● **REQUIRED TASK**:
Please revise the lines below so that every "grateful" becomes "thankful", with nothing else altered.

● **SUPPLIED RECORDS**:
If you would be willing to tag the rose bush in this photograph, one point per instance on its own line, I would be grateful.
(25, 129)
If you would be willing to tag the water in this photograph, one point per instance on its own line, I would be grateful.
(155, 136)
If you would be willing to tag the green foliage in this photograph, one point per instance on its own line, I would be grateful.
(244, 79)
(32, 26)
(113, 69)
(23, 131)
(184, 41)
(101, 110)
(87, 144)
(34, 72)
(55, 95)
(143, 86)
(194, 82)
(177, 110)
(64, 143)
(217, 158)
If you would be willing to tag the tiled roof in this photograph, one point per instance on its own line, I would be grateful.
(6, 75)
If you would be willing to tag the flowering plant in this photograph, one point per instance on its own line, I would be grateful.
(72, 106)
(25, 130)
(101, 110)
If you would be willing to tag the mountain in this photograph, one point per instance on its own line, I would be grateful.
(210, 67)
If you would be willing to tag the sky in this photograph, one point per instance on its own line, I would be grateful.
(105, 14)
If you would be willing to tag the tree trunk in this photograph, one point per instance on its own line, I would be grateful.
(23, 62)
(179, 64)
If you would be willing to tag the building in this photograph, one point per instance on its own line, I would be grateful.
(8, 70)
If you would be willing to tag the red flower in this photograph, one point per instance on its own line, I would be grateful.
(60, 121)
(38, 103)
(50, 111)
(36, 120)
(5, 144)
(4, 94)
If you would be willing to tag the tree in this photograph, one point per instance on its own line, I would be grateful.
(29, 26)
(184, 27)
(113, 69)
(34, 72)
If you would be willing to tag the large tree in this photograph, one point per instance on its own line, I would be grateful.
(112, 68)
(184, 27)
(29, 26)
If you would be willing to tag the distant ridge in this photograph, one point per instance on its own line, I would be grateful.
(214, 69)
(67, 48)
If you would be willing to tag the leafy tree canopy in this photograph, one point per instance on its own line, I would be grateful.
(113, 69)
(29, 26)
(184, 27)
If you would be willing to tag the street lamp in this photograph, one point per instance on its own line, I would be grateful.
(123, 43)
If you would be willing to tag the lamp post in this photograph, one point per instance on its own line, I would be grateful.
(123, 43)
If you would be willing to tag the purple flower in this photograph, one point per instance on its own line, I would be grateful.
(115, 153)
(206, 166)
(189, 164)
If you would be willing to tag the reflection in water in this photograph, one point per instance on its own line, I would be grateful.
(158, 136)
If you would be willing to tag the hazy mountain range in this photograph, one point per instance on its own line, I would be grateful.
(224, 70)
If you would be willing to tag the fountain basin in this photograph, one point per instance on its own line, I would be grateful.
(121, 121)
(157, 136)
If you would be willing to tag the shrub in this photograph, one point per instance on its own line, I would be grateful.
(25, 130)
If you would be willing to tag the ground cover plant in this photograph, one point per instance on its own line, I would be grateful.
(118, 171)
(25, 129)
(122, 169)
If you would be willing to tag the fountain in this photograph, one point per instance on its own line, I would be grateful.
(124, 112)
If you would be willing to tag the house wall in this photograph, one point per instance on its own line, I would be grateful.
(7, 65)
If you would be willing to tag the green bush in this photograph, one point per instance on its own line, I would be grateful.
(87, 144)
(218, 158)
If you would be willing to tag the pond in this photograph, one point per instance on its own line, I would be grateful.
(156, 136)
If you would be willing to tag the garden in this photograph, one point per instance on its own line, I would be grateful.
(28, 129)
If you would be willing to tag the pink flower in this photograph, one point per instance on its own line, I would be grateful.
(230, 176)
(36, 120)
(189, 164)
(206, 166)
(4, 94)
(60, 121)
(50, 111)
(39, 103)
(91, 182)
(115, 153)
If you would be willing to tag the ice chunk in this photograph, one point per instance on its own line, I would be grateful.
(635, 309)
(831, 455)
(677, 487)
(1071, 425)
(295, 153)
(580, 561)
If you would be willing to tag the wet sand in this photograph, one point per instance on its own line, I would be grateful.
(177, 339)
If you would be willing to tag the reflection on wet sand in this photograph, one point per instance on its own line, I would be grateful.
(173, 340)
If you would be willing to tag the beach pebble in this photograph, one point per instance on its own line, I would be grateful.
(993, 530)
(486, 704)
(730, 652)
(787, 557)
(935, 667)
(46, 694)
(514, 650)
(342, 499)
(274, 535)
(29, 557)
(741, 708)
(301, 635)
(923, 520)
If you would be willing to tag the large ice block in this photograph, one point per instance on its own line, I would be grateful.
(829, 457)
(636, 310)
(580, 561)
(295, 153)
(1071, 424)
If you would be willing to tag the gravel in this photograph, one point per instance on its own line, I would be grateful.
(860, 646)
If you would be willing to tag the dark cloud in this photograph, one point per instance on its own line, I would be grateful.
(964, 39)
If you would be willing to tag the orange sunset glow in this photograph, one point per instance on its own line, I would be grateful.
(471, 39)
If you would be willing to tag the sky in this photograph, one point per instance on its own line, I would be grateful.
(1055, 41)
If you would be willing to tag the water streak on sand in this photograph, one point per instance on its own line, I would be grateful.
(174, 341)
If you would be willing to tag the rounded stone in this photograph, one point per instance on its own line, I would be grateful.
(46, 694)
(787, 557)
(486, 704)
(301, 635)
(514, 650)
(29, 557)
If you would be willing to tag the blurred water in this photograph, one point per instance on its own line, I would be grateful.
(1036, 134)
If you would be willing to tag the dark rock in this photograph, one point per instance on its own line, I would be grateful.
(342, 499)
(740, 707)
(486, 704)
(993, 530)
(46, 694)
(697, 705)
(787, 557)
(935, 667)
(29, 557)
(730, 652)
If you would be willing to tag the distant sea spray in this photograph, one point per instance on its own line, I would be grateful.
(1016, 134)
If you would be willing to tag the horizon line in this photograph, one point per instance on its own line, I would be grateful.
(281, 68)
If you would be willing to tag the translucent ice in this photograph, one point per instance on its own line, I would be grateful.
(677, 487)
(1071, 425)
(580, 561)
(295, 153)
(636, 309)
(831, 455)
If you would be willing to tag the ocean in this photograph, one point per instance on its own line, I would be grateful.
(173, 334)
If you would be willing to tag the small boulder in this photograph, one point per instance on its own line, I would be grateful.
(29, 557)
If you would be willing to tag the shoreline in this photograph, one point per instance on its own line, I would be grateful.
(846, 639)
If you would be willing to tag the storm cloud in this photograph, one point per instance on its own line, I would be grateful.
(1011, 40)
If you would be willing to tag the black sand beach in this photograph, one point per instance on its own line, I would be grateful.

● **ANSWER TO THIS PROBLEM**:
If you would be willing to tag the rose bush in this photograph, one point per instance on its own line, I would be thankful.
(25, 129)
If you would be willing to tag the water in this photograph, one point per instance on its own line, I would be thankful.
(155, 136)
If you would be willing to tag the green foliage in this photograph, one point per instance on its own line, I would be thankful.
(244, 79)
(32, 26)
(113, 69)
(23, 131)
(184, 41)
(101, 110)
(87, 144)
(34, 72)
(55, 95)
(143, 86)
(194, 82)
(177, 110)
(64, 143)
(217, 158)
If you would be willing to tag the tiled roof in this photograph, one point per instance on its own line, I would be thankful.
(6, 75)
If you would be willing to tag the flowering plant in this photograph, one point per instance on its own line, I would be thankful.
(72, 106)
(25, 130)
(101, 110)
If you would be willing to tag the mountain in this photograph, one point per instance on its own line, I would be thankful.
(210, 67)
If you would be willing to tag the sky in this photograph, one point per instance on its own line, I would be thankful.
(105, 14)
If you would be willing to tag the tree trunk in this photograph, one point per instance on its own line, I would be thankful.
(23, 62)
(179, 64)
If you would be willing to tag the building in this photograph, one point per instance on its own line, I would be thankful.
(8, 70)
If you would be willing to tag the red flower in this photograph, one point per instance on its own line, I would be thankful.
(60, 121)
(38, 103)
(50, 111)
(36, 120)
(5, 144)
(4, 94)
If you would be willing to tag the tree in this photograph, one point per instance on its own line, I would be thankful.
(29, 26)
(184, 27)
(113, 69)
(34, 72)
If you would be willing to tag the large tree in this photograph, one point per instance on its own line, I would be thankful.
(112, 68)
(184, 27)
(29, 26)
If you would be willing to tag the distant ridge in this photograph, one point per instance on its own line, I would be thankful.
(214, 69)
(67, 48)
If you would be willing to tag the leafy tree canopy in this photograph, one point per instance on its own line, I would be thankful.
(113, 69)
(29, 26)
(184, 27)
If you would be willing to tag the street lamp in this photograph, one point per instance on its own line, I would be thankful.
(123, 43)
If you would be willing to tag the lamp post in this photograph, one point per instance on its own line, I would be thankful.
(123, 43)
If you would be willing to tag the purple flower in this photograph, one point per instance on its own line, I would be thankful.
(115, 153)
(206, 166)
(189, 164)
If you would be willing to tag the reflection in water in this photograph, one point per instance on its own line, I would be thankful.
(158, 136)
If you would be willing to tag the hazy mountain range in this photograph, one point per instance on its own line, I would be thankful.
(224, 70)
If you would be willing to tag the fountain basin in this photograph, one point per instance on its own line, I would be thankful.
(121, 121)
(157, 136)
If you would be willing to tag the shrub in this photograph, one point per instance on its own line, I would be thankful.
(25, 130)
If you would be willing to tag the ground cover plant in this photograph, one point per instance on its own line, I would be thankful.
(118, 171)
(25, 129)
(122, 169)
If you would be willing to tag the fountain in this photograph, one point per instance on its own line, I would be thankful.
(124, 112)
If you would be willing to tag the house wall in this photograph, one point per instance on its own line, I would be thankful.
(7, 65)
If you would be willing to tag the green bush in this photograph, one point per instance on its own line, I would be thankful.
(87, 144)
(218, 158)
If you would be willing to tag the pond in this photograph, one point per instance on its own line, I would be thankful.
(156, 136)
If you would be willing to tag the garden in this photograph, one point per instance on its own line, I would be thankful.
(28, 129)
If you would be willing to tag the pink flower in this photograph, one point per instance on its own line, I would be thankful.
(230, 176)
(36, 120)
(189, 164)
(206, 166)
(4, 94)
(60, 121)
(50, 111)
(39, 103)
(91, 182)
(115, 153)
If you would be willing to tag the ice chunk in this photograph, one point per instance on its own line, I would be thankful.
(635, 309)
(831, 455)
(677, 487)
(1071, 425)
(295, 153)
(580, 561)
If you would be willing to tag the wet sand in this photograph, one point per instance on its own line, I would be thankful.
(177, 339)
If you would be willing to tag the reflection on wet sand in this photograph, one point per instance on its own line, I would be thankful.
(173, 340)
If you would be willing to tag the beach pebble in this photograph, one point per instance on its own line, I would be thankful.
(993, 530)
(486, 704)
(730, 652)
(787, 557)
(935, 667)
(46, 694)
(514, 650)
(342, 499)
(274, 535)
(29, 557)
(741, 708)
(301, 635)
(923, 520)
If you would be willing to tag the large ice block in this photograph, one point per instance on its own line, I would be thankful.
(829, 457)
(636, 310)
(580, 561)
(295, 153)
(1071, 424)
If you would be willing to tag the gravel in this photograph, one point per instance on its own line, I would be thankful.
(860, 646)
If you would be willing to tag the dark cloud in this photograph, one point per instance on its own line, I would be thankful.
(964, 39)
If you would be willing to tag the orange sunset glow in this photograph, one point per instance on its own line, I would be thankful.
(471, 39)
If you would be willing to tag the sky in this photograph, one point per instance on its own line, I would be thankful.
(1055, 41)
If you would be willing to tag the water streak on sand in this photograph, one point per instance on its own line, I would be thankful.
(174, 341)
If you would be willing to tag the rounded stone in this photograph, one point per instance on its own line, I would be thankful.
(46, 694)
(787, 557)
(486, 704)
(301, 635)
(514, 650)
(29, 557)
If you would be willing to tag the blurred water in this photograph, one point per instance on its own line, I would be thankful.
(1036, 134)
If you would be willing to tag the dark rock in this photograph, one point per instance on its own line, I would be thankful.
(342, 499)
(740, 707)
(486, 704)
(993, 530)
(46, 694)
(697, 705)
(787, 557)
(935, 667)
(29, 557)
(730, 652)
If you would be willing to tag the distant sea spray in this photograph, one point per instance on its own line, I would be thankful.
(1016, 134)
If you would be willing to tag the horizon line in this photograph, one point per instance on its own line, I would be thankful.
(281, 68)
If you would be willing to tag the translucent ice in this photograph, one point per instance on its own line, I would be thankful.
(677, 487)
(1071, 425)
(580, 561)
(295, 153)
(636, 309)
(831, 455)
If you would be willing to tag the ocean in this photograph, one point per instance on its own line, I would be thankful.
(173, 334)
If you would be willing to tag the small boulder in this photograph, one point per instance on its own line, I would be thankful.
(29, 557)
If you would be willing to tag the shoreline in this photograph, one point per instance on its own line, I would be thankful.
(846, 639)
If you would be willing to tag the storm cloud in this photograph, one point per instance on its own line, I would be thankful.
(1011, 40)
If you would be willing to tag the black sand beach in this photograph, one point per instance on its own line, I would be thankful.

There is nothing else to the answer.